— Start of Data to process —

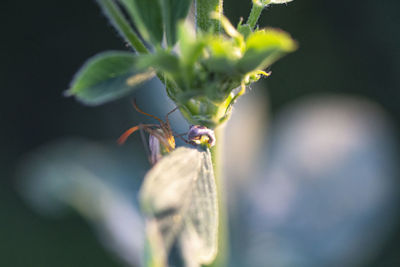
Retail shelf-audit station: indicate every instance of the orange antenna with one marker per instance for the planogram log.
(144, 113)
(122, 139)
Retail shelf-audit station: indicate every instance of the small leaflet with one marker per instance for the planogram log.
(179, 196)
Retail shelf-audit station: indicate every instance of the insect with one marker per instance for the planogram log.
(161, 138)
(178, 194)
(179, 197)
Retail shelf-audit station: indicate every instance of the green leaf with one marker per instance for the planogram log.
(263, 48)
(161, 60)
(114, 14)
(173, 12)
(147, 17)
(179, 195)
(266, 2)
(106, 77)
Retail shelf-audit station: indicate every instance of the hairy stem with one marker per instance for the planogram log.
(255, 13)
(203, 10)
(223, 245)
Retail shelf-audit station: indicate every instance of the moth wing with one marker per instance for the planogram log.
(200, 232)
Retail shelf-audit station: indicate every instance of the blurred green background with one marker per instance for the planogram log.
(350, 47)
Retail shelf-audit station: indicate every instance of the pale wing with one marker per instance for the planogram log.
(199, 233)
(167, 189)
(179, 195)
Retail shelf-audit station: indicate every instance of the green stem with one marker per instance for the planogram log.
(256, 12)
(223, 245)
(204, 8)
(117, 19)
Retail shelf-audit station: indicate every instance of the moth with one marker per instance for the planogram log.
(161, 136)
(178, 194)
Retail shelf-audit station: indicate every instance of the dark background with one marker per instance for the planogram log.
(350, 47)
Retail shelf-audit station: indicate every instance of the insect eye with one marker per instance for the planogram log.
(201, 135)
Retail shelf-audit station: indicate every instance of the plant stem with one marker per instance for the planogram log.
(204, 8)
(114, 14)
(223, 244)
(255, 13)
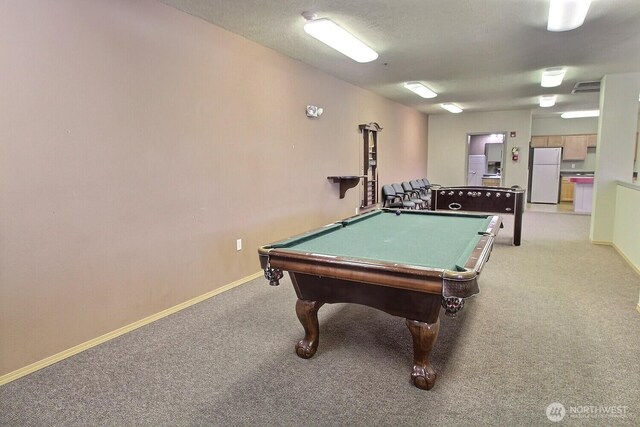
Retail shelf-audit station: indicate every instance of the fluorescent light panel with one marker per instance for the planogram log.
(565, 15)
(331, 34)
(420, 89)
(452, 108)
(580, 114)
(547, 100)
(552, 77)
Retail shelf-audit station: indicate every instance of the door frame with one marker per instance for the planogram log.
(503, 163)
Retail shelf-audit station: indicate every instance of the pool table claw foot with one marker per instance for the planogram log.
(424, 336)
(307, 312)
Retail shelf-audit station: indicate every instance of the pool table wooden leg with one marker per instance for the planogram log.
(424, 336)
(307, 312)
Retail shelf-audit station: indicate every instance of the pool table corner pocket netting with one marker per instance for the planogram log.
(408, 265)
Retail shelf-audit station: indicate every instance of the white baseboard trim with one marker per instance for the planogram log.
(12, 376)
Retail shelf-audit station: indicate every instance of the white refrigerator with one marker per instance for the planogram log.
(476, 167)
(545, 175)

— End of Data to process —

- [Short problem] Copy all of the records above word for word, leaving out the pictures.

- [Finished answer]
Retail shelf-audit station: indicate every instance of the orange antenna with one marker per instance for the planogram log.
(144, 113)
(122, 139)
Retail shelf-audit station: indicate every instance of the small leaflet with one marker per instance for the planogram log.
(179, 196)
Retail shelf-audit station: indicate every instance of the insect with one marker per instance for the planogram log.
(161, 138)
(178, 194)
(179, 197)
Retail shelf-audit station: indicate every instance of the green leaf with one marker per instance for the planogram log.
(263, 48)
(161, 60)
(114, 14)
(173, 12)
(147, 17)
(179, 195)
(266, 2)
(106, 77)
Retail shelf-audit station: indicate every instance of the hairy stem with one marker per instance for the planogram log.
(255, 13)
(203, 10)
(223, 245)
Retail shelf-audit station: indicate every instance of the moth wing with one marker per instance for the planogram log.
(200, 232)
Retail shelf-audit station: indicate every instance of the blurred green background with one marker per instance for the planogram log.
(350, 47)
Retail shelf-audit station: indicate every instance of the pale wing with one marker per instance for the planogram log.
(199, 233)
(167, 189)
(179, 195)
Retail shelf-audit station: indicate every instance of the green stem with one marker per instance for the planogram log.
(256, 12)
(223, 245)
(204, 8)
(117, 19)
Retail shelf-audit station: indicate every instance of the moth with one marker per instance for the planogram log.
(161, 136)
(178, 194)
Retail shelf-audit station: indicate every instance of the dark background with one marker per instance for the planogram log.
(350, 47)
Retail shelf-audit station: indicate every instance of the insect eye with one marker per instance for the planogram log.
(201, 135)
Retail shelf-audit station: indicate every instance of the plant stem with one marker per instance for the planogram log.
(204, 8)
(114, 14)
(223, 244)
(255, 13)
Retail shelf-audit station: indicate every instance of the fluorescent light panel with one marker per instance for the planogram log.
(565, 15)
(331, 34)
(420, 89)
(452, 108)
(580, 114)
(547, 100)
(552, 77)
Retail shelf-audit station: indicate every instance of the door frame with one marker per instance for the planogram log.
(503, 163)
Retail shelf-audit station: indicate every instance of the pool table claw foot with one marker per instance for the planogram log.
(424, 336)
(307, 312)
Retail shelf-audit station: indicate every instance of the pool table wooden leg with one marker per instance for the planogram log.
(424, 336)
(307, 312)
Retail shelf-audit station: indicate every instance of the pool table corner pocket netting with one marker per instance for the planogram log.
(408, 265)
Retail shelf-audit station: indicate every instance of the white baseboard trim with one marker per instance for the planogram log.
(12, 376)
Retail shelf-audit station: indicate every instance of the white refrigerator with one marker per instance for the planogram log.
(476, 167)
(545, 175)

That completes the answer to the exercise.